-------- Data in this exercise

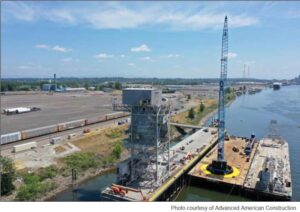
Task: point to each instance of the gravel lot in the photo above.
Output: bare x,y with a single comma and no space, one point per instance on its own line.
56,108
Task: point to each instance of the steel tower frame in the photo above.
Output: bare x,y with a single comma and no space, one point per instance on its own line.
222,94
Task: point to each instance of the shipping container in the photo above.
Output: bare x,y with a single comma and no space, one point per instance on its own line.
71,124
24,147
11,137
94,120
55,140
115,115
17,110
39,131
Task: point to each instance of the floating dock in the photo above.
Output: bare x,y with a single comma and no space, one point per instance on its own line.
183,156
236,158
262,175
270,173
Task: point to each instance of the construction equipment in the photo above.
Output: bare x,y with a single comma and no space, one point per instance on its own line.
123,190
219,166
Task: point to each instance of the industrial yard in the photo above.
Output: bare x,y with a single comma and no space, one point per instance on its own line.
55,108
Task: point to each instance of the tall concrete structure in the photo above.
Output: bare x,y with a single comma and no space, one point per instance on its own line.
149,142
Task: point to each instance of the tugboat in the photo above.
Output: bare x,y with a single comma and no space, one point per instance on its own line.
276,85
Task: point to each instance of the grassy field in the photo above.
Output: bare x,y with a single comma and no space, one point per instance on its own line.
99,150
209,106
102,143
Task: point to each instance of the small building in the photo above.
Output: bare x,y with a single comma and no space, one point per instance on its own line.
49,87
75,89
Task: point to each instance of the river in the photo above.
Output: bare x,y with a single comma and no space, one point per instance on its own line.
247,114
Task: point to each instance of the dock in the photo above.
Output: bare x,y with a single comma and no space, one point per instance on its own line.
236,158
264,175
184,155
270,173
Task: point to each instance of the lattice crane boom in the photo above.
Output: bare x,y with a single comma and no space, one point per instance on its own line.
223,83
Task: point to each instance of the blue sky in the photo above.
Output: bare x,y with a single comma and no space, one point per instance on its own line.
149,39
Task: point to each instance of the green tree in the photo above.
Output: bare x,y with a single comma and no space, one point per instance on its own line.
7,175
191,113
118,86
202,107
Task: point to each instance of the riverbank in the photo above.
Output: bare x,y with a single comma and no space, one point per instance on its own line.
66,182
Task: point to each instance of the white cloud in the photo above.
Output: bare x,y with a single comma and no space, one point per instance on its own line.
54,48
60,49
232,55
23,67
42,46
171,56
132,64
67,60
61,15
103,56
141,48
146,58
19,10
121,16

----------------
-------- Data in this exercise

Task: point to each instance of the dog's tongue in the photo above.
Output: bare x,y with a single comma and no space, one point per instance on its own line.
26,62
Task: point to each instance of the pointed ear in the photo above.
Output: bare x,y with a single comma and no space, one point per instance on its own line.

----------------
-------- Data in this exercise

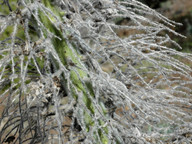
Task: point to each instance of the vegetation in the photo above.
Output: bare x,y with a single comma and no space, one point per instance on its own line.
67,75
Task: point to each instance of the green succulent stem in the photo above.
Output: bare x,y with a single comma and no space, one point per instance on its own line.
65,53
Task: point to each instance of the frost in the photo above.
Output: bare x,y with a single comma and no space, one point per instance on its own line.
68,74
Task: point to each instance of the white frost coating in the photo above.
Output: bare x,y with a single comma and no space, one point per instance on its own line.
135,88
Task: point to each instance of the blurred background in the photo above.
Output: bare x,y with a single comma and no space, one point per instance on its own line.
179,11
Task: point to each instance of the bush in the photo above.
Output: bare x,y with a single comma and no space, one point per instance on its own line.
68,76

----------------

▶ **Task statement**
One number answers this exercise: the count of lines above in which the word "frost" appears.

▶ **Response box**
2